Task inputs
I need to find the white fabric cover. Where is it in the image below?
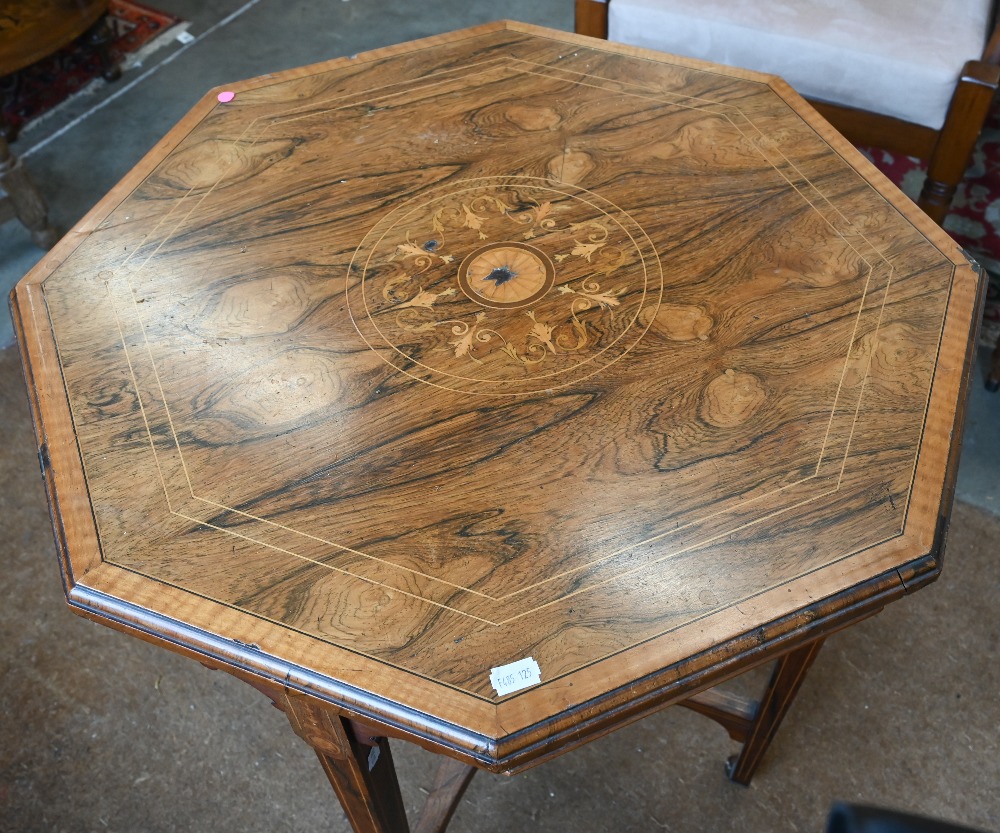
[608,0,992,129]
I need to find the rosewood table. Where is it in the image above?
[11,23,983,831]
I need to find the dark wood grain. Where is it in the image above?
[0,0,108,76]
[12,16,981,804]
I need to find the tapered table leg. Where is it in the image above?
[729,639,823,784]
[280,693,410,833]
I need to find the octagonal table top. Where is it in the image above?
[12,23,980,769]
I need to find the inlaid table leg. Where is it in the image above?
[728,639,823,785]
[281,693,410,833]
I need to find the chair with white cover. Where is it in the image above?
[576,0,1000,223]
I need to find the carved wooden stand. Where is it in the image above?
[0,138,59,249]
[242,637,825,833]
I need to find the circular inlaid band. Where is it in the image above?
[458,241,555,309]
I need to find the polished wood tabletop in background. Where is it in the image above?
[12,23,981,830]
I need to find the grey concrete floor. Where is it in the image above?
[0,0,1000,833]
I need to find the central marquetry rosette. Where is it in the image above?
[347,176,663,394]
[458,242,556,309]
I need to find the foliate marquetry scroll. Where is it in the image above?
[348,176,663,394]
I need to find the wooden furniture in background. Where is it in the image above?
[12,23,982,833]
[0,136,59,249]
[576,0,1000,228]
[0,0,121,142]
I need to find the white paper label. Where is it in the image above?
[490,657,542,697]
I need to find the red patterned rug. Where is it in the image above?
[860,111,1000,347]
[0,0,182,136]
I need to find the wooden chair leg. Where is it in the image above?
[84,16,122,81]
[280,692,410,833]
[574,0,608,40]
[917,61,1000,225]
[727,639,823,785]
[986,336,1000,393]
[0,138,59,249]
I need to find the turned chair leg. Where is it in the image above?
[0,138,59,249]
[917,61,1000,225]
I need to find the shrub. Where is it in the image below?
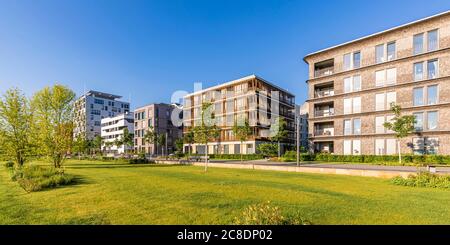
[5,161,14,168]
[11,165,74,192]
[391,172,450,189]
[234,202,311,225]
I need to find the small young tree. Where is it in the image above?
[194,103,220,172]
[233,120,253,162]
[0,89,34,167]
[270,117,288,157]
[32,85,75,168]
[183,129,195,155]
[384,103,416,164]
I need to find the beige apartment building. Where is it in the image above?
[134,103,183,156]
[304,11,450,155]
[183,75,295,154]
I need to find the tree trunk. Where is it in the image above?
[205,143,208,172]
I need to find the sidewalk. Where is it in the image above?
[156,160,450,178]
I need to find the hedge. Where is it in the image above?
[283,151,450,165]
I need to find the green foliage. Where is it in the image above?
[0,89,35,167]
[32,85,75,168]
[11,165,74,192]
[4,161,14,168]
[257,143,278,157]
[391,172,450,189]
[234,202,311,225]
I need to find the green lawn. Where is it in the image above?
[0,161,450,224]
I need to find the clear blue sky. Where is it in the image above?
[0,0,450,108]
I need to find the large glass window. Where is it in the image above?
[427,60,438,79]
[375,93,385,111]
[353,97,361,113]
[427,111,438,130]
[353,118,361,134]
[375,116,385,134]
[413,88,423,106]
[344,54,352,71]
[413,33,423,54]
[375,44,385,64]
[414,62,423,81]
[428,30,438,51]
[387,42,396,61]
[413,112,423,131]
[427,85,438,105]
[344,119,352,135]
[353,52,361,69]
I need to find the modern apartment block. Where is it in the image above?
[134,103,183,155]
[304,11,450,155]
[298,102,309,150]
[183,75,295,154]
[73,90,130,139]
[101,112,134,156]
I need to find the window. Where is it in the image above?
[344,140,352,155]
[353,97,361,113]
[427,85,438,105]
[427,30,438,52]
[386,139,397,155]
[344,99,352,114]
[413,88,423,106]
[385,92,397,109]
[353,118,361,134]
[387,42,395,61]
[375,116,385,134]
[375,68,397,87]
[375,139,385,155]
[427,111,438,130]
[344,119,352,135]
[375,44,385,64]
[353,140,361,155]
[353,52,361,69]
[413,112,423,131]
[344,54,352,71]
[413,33,423,54]
[375,93,385,111]
[386,68,397,84]
[427,60,438,79]
[344,75,361,93]
[414,62,423,81]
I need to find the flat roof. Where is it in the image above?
[184,74,295,98]
[303,10,450,63]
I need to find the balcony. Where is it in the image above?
[314,82,334,98]
[314,59,334,78]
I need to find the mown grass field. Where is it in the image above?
[0,160,450,224]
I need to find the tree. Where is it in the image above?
[383,103,416,164]
[72,135,88,158]
[32,85,75,168]
[233,120,253,162]
[0,88,34,167]
[144,127,158,155]
[270,117,288,157]
[193,102,220,172]
[183,129,195,155]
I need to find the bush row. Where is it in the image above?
[283,151,450,165]
[391,172,450,189]
[11,165,74,192]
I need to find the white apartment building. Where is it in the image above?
[101,112,134,156]
[73,90,130,139]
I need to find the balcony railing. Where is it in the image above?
[314,89,334,98]
[314,66,334,77]
[314,128,334,136]
[314,109,334,117]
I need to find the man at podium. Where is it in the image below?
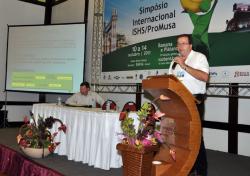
[169,34,209,176]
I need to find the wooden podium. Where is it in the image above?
[142,75,201,176]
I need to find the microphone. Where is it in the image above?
[172,62,177,70]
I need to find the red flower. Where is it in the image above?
[119,111,127,121]
[18,139,27,147]
[58,124,67,133]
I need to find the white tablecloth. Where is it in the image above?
[32,104,136,170]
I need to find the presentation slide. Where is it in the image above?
[5,24,85,93]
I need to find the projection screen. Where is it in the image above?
[5,23,85,93]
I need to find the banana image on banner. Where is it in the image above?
[180,0,218,59]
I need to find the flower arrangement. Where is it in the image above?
[17,112,66,153]
[120,102,165,148]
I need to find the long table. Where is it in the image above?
[32,103,136,170]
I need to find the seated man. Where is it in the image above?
[65,82,104,107]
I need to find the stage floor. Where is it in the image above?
[0,128,250,176]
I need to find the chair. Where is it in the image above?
[122,101,137,112]
[102,100,116,110]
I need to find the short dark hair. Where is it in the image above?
[80,81,90,88]
[177,34,193,44]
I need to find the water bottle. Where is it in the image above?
[57,97,62,105]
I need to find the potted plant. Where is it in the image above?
[116,100,167,176]
[17,112,66,158]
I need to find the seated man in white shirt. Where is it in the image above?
[65,82,104,107]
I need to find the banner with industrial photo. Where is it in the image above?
[101,0,250,83]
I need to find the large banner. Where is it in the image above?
[101,0,250,83]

Set problem
Return all of the material above word for word, leaving out the pictures.

The output
I need to find the white fabric cover. Where is it in the image below?
[608,0,992,129]
I need to find the rosewood table. Where is it in the image above?
[11,23,983,831]
I need to find the dark wood grain. Where is it in the image above?
[0,0,108,76]
[12,16,981,804]
I need to find the tapered table leg. Where is it in the image above?
[729,639,823,784]
[280,693,410,833]
I need to find the octagonal table top. Where is it in the image above?
[12,23,980,769]
I need to find the inlaid table leg. Where is it in the image above?
[728,639,823,785]
[281,693,410,833]
I need to find the chair with white cover. Where is it in the image above?
[576,0,1000,223]
I need to find the carved wooden stand. Where is it in the image above?
[0,138,59,249]
[242,637,825,833]
I need to find the circular inlaid band. Where is it in the image above?
[458,241,555,309]
I need to find the polished wood tabletop in background. Where is it in the image above?
[12,23,981,830]
I need to find the grey concrete floor. Where is it in the image above?
[0,0,1000,833]
I need to find the central marquetry rosette. Where is it in the image above?
[347,176,663,394]
[458,242,556,309]
I need to find the foliate marquetry scroll. Where is it in the image above?
[348,176,663,394]
I need to find the wooden furniture in background. Where is it in the image above?
[12,23,982,833]
[0,136,59,249]
[576,0,1000,228]
[0,0,121,142]
I need to find the white paper label. Where is it in the image above?
[490,657,542,697]
I need to find the red patterned rug. Where is it in the image above?
[860,111,1000,347]
[0,0,182,136]
I need to find the wooden chair leg. Where is it in the image above?
[84,16,122,81]
[280,692,410,833]
[574,0,608,40]
[917,61,1000,225]
[727,639,823,785]
[986,336,1000,393]
[0,138,59,249]
I need to find the turned chair leg. Where is it in the image above?
[0,138,59,249]
[917,61,1000,225]
I need to find the shrub. Where is it in the image below?
[5,161,14,168]
[11,165,74,192]
[391,172,450,189]
[234,202,311,225]
I need to find the small young tree. Where is it in the image above?
[194,103,220,172]
[233,120,253,162]
[0,89,34,167]
[270,117,288,157]
[32,85,75,168]
[183,129,195,155]
[384,103,416,164]
I need to find the beige apartment building. Where is it in the image above?
[134,103,183,156]
[304,11,450,155]
[183,75,295,154]
I need to find the tree trunk. Where is it in the image above?
[205,143,208,172]
I need to find the sidewalk. Where is it in the image above?
[156,160,450,178]
I need to find the hedge. Where is it in the image above?
[283,151,450,165]
I need to find the green foliage. Where is it in the image above?
[0,89,35,167]
[32,85,75,168]
[11,165,74,192]
[4,161,14,168]
[257,143,278,157]
[391,172,450,189]
[234,202,311,225]
I need to find the green lawn. Where is it in the image above?
[0,161,450,224]
I need to find the clear blue sky. Where is it in the image above?
[0,0,450,108]
I need to find the large glass window. Where is it in the image above?
[427,60,438,79]
[375,93,385,111]
[353,97,361,113]
[427,111,438,130]
[353,118,361,134]
[375,116,385,134]
[413,88,423,106]
[344,54,352,71]
[413,33,423,54]
[375,44,385,64]
[414,62,423,81]
[428,30,438,51]
[387,42,396,61]
[413,112,423,131]
[427,85,438,105]
[344,119,352,135]
[353,52,361,69]
I need to find the modern apartment block. Where is it in the image above?
[134,103,183,155]
[304,11,450,155]
[298,102,309,150]
[183,75,295,154]
[73,90,130,139]
[101,112,134,156]
I need to find the window. Where is it in the image above?
[344,140,352,155]
[353,97,361,113]
[427,85,438,105]
[427,30,438,52]
[386,139,397,155]
[344,99,352,114]
[413,88,423,106]
[385,92,397,109]
[353,118,361,134]
[387,42,395,61]
[375,116,385,134]
[375,68,397,87]
[375,139,385,155]
[427,111,438,130]
[344,119,352,135]
[375,44,385,64]
[353,140,361,155]
[353,52,361,69]
[413,112,423,131]
[344,54,352,71]
[413,33,423,54]
[375,93,385,111]
[386,68,397,84]
[427,60,438,79]
[344,75,361,93]
[414,62,423,81]
I need to find the flat roof. Where is it in the image above?
[184,74,295,98]
[303,10,450,63]
I need to find the balcony. Where is it in the image above?
[314,82,334,98]
[314,59,334,78]
I need to find the mown grass field. Where is it in the image above?
[0,160,450,224]
I need to find the tree. Where is it in the image above?
[383,103,416,164]
[72,135,88,158]
[32,85,75,168]
[233,120,253,162]
[0,88,34,167]
[144,127,158,155]
[270,117,288,157]
[193,102,220,172]
[183,129,195,155]
I need to find the bush row. Where is it in the image above?
[283,151,450,165]
[391,172,450,189]
[11,165,74,192]
I need to find the white apartment building. Where is it in the image above?
[101,112,134,156]
[73,90,130,139]
I need to find the balcony railing. Where is it in the image above?
[314,89,334,98]
[314,66,334,77]
[314,128,334,136]
[314,109,334,117]
I need to find the man at podium. Where is it in the image below?
[169,34,209,176]
I need to find the wooden podium. Where is it in the image above?
[142,75,201,176]
I need to find the microphone. Where is it in the image above?
[172,62,177,70]
I need to find the red flower. Where is it in the image above?
[119,111,127,121]
[18,139,27,147]
[58,124,67,133]
I need to find the white tablecloth. Where is it in the image above?
[32,104,136,170]
I need to find the presentation slide. Where is it in the image above?
[5,24,85,93]
I need to find the projection screen. Where is it in the image above?
[5,23,85,93]
I need to find the banana image on banner. Where is it in the image above?
[180,0,218,59]
I need to find the flower arrangement. Where is it in the image above?
[17,112,66,153]
[120,102,165,148]
I need to find the long table. Where is it in the image above?
[32,103,136,170]
I need to find the seated man. Where is it in the image above?
[65,82,104,107]
I need to find the stage floor. Where is it in the image above?
[0,128,250,176]
I need to find the chair. Where is it in the image above?
[122,101,137,112]
[102,100,116,110]
I need to find the short dark hair. Where is it in the image above?
[80,81,90,88]
[177,34,193,44]
I need to find the water bottle. Where is it in the image above?
[57,97,62,105]
I need to find the potted plant. Where is it in the image above?
[116,100,167,176]
[17,112,66,158]
I need to find the seated man in white shirt. Where is it in the image above?
[65,82,104,107]
I need to find the banner with industrial photo. Where is it in the image above?
[101,0,250,83]
I need to find the large banner. Where is it in the image above?
[101,0,250,83]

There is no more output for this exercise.